## Work to complete
Could you reproduce each of the rows below verbatim, leaving the pictures out?
===== Provided entries =====
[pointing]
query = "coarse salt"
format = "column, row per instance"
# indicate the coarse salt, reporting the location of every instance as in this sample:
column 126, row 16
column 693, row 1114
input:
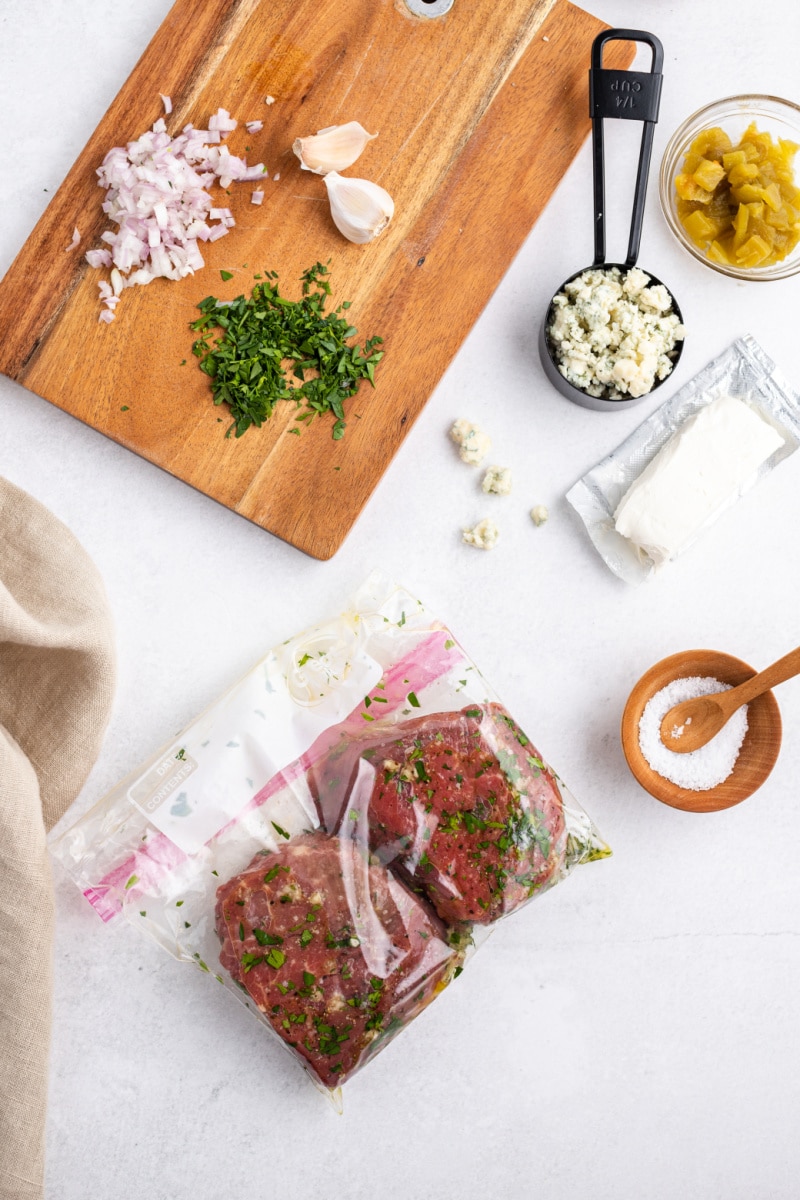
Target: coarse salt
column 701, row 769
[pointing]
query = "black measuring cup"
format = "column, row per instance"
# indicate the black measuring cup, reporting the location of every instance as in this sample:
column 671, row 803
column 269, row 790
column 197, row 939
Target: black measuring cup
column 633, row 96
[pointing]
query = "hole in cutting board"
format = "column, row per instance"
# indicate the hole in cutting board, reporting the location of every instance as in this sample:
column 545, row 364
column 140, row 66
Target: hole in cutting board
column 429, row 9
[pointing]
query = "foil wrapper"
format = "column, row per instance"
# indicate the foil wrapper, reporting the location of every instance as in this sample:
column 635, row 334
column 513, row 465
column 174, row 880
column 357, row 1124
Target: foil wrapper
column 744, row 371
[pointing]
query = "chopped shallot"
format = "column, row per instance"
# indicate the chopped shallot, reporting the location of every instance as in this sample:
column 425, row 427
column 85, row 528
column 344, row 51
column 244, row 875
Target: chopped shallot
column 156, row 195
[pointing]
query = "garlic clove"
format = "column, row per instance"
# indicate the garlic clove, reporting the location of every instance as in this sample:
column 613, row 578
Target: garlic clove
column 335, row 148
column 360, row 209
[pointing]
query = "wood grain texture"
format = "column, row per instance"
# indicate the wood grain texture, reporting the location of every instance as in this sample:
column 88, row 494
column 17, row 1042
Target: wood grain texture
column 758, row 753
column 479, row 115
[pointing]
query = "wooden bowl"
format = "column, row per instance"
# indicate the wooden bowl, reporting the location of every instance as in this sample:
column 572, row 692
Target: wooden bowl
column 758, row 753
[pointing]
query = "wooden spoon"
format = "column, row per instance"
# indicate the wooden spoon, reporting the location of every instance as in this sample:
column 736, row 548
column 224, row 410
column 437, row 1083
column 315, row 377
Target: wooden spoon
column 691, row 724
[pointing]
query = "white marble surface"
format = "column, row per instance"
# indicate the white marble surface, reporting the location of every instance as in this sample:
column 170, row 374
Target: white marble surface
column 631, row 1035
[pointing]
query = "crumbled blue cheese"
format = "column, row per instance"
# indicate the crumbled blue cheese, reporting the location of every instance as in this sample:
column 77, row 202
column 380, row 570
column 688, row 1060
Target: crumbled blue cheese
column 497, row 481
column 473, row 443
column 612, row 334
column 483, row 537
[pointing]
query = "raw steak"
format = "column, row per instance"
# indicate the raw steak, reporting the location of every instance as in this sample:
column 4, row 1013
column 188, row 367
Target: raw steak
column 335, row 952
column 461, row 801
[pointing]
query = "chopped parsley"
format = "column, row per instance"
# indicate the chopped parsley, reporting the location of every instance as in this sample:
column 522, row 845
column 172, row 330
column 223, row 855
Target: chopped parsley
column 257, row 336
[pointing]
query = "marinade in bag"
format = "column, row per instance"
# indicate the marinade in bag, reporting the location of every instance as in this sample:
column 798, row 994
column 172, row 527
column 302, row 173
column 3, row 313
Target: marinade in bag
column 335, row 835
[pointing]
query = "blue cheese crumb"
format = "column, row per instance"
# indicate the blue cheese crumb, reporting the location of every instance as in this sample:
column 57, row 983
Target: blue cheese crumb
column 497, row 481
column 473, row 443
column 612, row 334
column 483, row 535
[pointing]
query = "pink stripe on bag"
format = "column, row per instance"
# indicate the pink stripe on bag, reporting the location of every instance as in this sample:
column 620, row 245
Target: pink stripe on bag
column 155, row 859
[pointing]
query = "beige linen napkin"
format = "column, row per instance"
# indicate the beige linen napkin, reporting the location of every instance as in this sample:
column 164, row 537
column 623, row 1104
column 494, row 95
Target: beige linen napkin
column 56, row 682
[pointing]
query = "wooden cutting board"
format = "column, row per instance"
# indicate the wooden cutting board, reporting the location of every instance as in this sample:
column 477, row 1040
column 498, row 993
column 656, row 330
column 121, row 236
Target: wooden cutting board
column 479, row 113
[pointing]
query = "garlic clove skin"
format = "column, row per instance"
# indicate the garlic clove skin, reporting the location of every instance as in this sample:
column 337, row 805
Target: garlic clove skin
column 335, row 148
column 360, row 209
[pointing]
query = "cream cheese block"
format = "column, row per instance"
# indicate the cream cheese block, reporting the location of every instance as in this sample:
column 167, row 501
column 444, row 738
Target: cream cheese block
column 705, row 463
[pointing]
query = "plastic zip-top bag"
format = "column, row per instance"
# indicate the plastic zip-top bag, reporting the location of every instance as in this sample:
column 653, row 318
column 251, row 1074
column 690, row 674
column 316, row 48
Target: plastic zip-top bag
=====
## Response to the exercise
[pointing]
query = "coarse salt"
format = "column, row per instance"
# indicate the coarse salt, reporting the location of every instance as in this sample:
column 126, row 16
column 693, row 1114
input:
Target: coarse salt
column 701, row 769
[pointing]
query = "black measuring cup"
format = "column, row per instance"
# indicate the black measuring cup, reporting the location of every instance as in this sample:
column 671, row 803
column 269, row 790
column 197, row 939
Target: black measuring cup
column 633, row 96
[pointing]
query = "hole in cutting board"
format = "column, row per instance"
# indicate the hole in cutting board, reporting the location of every instance as in this sample:
column 545, row 364
column 140, row 66
Target: hole in cutting board
column 429, row 9
[pointing]
query = "foil wrapper"
format = "column, row per instance"
# indicate the foil wrapper, reporting the location of every instance as in this sample:
column 635, row 334
column 513, row 465
column 174, row 880
column 357, row 1124
Target: foil wrapper
column 744, row 371
[pointing]
query = "chopped shallot"
format = "column, row per instance"
# indicate the chopped shallot, reporting the location of every instance as in this sample:
column 425, row 427
column 85, row 528
column 344, row 51
column 244, row 875
Target: chopped shallot
column 156, row 195
[pointing]
query = "garlic clove"
format = "column, row per instance"
# indicate the garlic clove, reporting the location of every instance as in this sample:
column 613, row 578
Target: garlic clove
column 335, row 148
column 360, row 209
[pointing]
query = "wood grain texture"
format = "column, row per instance"
# indicate the wood grain texture, reporting the location of every instance as in this sample:
column 88, row 494
column 17, row 1042
Target: wood grain texture
column 758, row 753
column 479, row 115
[pointing]
query = "wooden bowl"
format = "column, row per instance"
# indicate the wooden bowl, reporting the location of every instance as in this sample:
column 572, row 692
Target: wooden bowl
column 758, row 753
[pointing]
query = "wooden spoon"
format = "column, row per instance"
# indicate the wooden spoon, reporting the location of every instance as in this sample:
column 736, row 548
column 224, row 410
column 437, row 1083
column 315, row 377
Target: wooden spoon
column 691, row 724
[pointing]
query = "white marble surface"
format = "column, row per instance"
# indicate the white marble surface, reporting the location of every instance as in this sample:
column 170, row 374
Target: white marble surface
column 631, row 1035
[pointing]
query = "crumbled blue cheese"
format = "column, row per instance"
# indicate the crumbled blue cheese, reporting the location of every instance as in this sample:
column 77, row 202
column 380, row 570
column 688, row 1060
Target: crumbled blue cheese
column 497, row 481
column 473, row 443
column 612, row 334
column 483, row 537
[pointing]
query = "raw steak"
format = "column, row per instance"
# indicate the raw steak, reporting the location of every instance as in this sample:
column 4, row 1013
column 188, row 367
Target: raw steak
column 335, row 952
column 461, row 801
[pointing]
query = "chopped parsley"
format = "column, row per instance"
# indicate the chopped parsley, reporting the location of every instance as in this sample:
column 522, row 845
column 172, row 330
column 223, row 855
Target: chopped parsley
column 257, row 336
[pointing]
query = "marinade in bag"
format = "column, row per instance"
# indicate the marinade in bag, reporting the location of every instance as in this sample:
column 798, row 994
column 172, row 527
column 302, row 173
column 3, row 313
Target: marinade in bag
column 335, row 835
[pointing]
query = "blue cheese crumb"
format = "column, row per instance"
# indicate the blue cheese crumb, reporting the location of every instance as in this sample:
column 57, row 983
Target: blue cheese crumb
column 497, row 481
column 473, row 443
column 612, row 334
column 483, row 535
[pointing]
query = "pink stripe on bag"
format = "column, row per instance"
# indicate the pink stripe on bag, reporting the location of every instance as in this sample:
column 620, row 245
Target: pink stripe on bag
column 155, row 859
[pointing]
query = "beige linen napkin"
format = "column, row per instance"
# indicate the beige linen napkin, reporting the location of every instance as in this sample:
column 164, row 537
column 623, row 1104
column 494, row 95
Target: beige linen napkin
column 56, row 682
[pointing]
query = "wooden cutting board"
format = "column, row per instance"
# indicate the wooden cutting board, reporting the location of every instance as in this sample:
column 477, row 1040
column 498, row 993
column 656, row 330
column 121, row 236
Target: wooden cutting board
column 479, row 113
[pointing]
query = "garlic clove skin"
format = "column, row per instance"
# indicate the garlic clove skin, reporting the location of every instance as in this sample:
column 337, row 805
Target: garlic clove skin
column 335, row 148
column 360, row 209
[pointing]
query = "cream cheese block"
format = "column, row per instance"
# indicate the cream cheese block, reporting the location of every instance as in this sample:
column 167, row 501
column 444, row 738
Target: cream cheese block
column 705, row 463
[pointing]
query = "plastic zip-top bag"
format = "column, row per instance"
# indicate the plastic zip-top bag, reporting the location of every instance as in this sample:
column 653, row 318
column 251, row 1074
column 690, row 674
column 316, row 48
Target: plastic zip-top bag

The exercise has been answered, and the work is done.